Dataset items:
----------------------------------------
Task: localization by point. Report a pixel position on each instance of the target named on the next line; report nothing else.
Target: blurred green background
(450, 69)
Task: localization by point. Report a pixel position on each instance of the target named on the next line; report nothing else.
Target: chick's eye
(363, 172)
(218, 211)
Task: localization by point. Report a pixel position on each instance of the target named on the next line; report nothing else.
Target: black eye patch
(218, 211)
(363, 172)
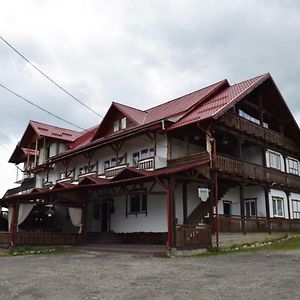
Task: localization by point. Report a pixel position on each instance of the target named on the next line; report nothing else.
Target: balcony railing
(258, 131)
(257, 224)
(256, 172)
(146, 164)
(113, 171)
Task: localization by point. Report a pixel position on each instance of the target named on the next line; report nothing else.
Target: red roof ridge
(33, 123)
(196, 91)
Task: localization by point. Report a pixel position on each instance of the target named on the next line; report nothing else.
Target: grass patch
(281, 244)
(32, 250)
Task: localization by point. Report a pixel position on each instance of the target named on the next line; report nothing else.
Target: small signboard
(203, 194)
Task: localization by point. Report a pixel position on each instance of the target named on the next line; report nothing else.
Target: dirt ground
(118, 276)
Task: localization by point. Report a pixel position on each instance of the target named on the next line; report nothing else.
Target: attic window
(120, 124)
(116, 125)
(123, 123)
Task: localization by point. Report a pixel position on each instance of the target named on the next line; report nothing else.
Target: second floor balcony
(256, 173)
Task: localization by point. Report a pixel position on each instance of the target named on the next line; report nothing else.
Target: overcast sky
(140, 53)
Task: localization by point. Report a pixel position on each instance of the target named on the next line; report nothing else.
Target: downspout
(168, 193)
(213, 165)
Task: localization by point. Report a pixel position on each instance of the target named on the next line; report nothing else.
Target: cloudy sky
(140, 53)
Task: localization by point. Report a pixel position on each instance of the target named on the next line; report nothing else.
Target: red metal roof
(54, 132)
(84, 138)
(220, 102)
(136, 115)
(181, 104)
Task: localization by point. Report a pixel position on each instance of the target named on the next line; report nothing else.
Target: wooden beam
(242, 207)
(184, 202)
----------------------------------------
WHAT YOU WILL DO — Transcribe the entries word for word, without their pictures.

RESULT BELOW —
Task: localization by point. Report a pixel position on each instance of the target named on the next line; report nothing else.
Target: blurred green background
(450, 69)
Task: localization by point. Report a pixel position on each instance of the target named on the next line; report nothing else.
Target: chick's eye
(363, 172)
(218, 211)
Task: localization by point. Report a pixel position on each instance of the target named on the next line; report nothing else.
Target: black eye patch
(218, 211)
(363, 172)
Task: localization by point. Report a pixel position on each instance of the target named on the next line; report nothing else.
Target: balcony railing
(258, 131)
(257, 224)
(256, 172)
(146, 164)
(113, 171)
Task: localization by point. Report a pixel position on each instance of the target named on the next line; report nothing else.
Target: red roof ridge
(33, 123)
(196, 91)
Task: localization by point. Report a pixel position on each instance of the target named on the next line; report nothing else.
Target: grass patch
(281, 244)
(32, 250)
Task: localization by point. Report a pixel position on each instance of the target named on the next line; report nothing else.
Target: small signboard
(203, 194)
Task: localization by point. Report a pixel position on each instance of the target named on the next line; report nothing else.
Target: dirt ground
(118, 276)
Task: localization by point. Report a pixel position on each instance of the target named on the next line; report nothing else.
Target: attic window
(120, 124)
(116, 125)
(123, 123)
Task: localization by point. Report a pixel position on each instance of the target named on the next line; report nothing else.
Target: second floor balcony
(256, 173)
Task: localization by point. Report a pixel position on each instance of the target named on the next line; report nothing else.
Target: overcast sky
(140, 53)
Task: localization by point. Report a pixel position on each instance of the target named on the next line; report nothing else.
Target: downspout
(168, 193)
(213, 165)
Task: localization by point. Report a pixel position on each instance of the target named on the next line; report nothing else.
Target: cloudy sky
(140, 53)
Task: localization by point. Report a pixel position on each instance of the target named on the next line; report nothing else.
Target: red metal roof
(54, 132)
(84, 138)
(220, 102)
(136, 115)
(181, 104)
Task: localization by point. Report a pixel position on each instance of the target named on the next line; report nothing else.
Target: wooden beam
(242, 207)
(184, 202)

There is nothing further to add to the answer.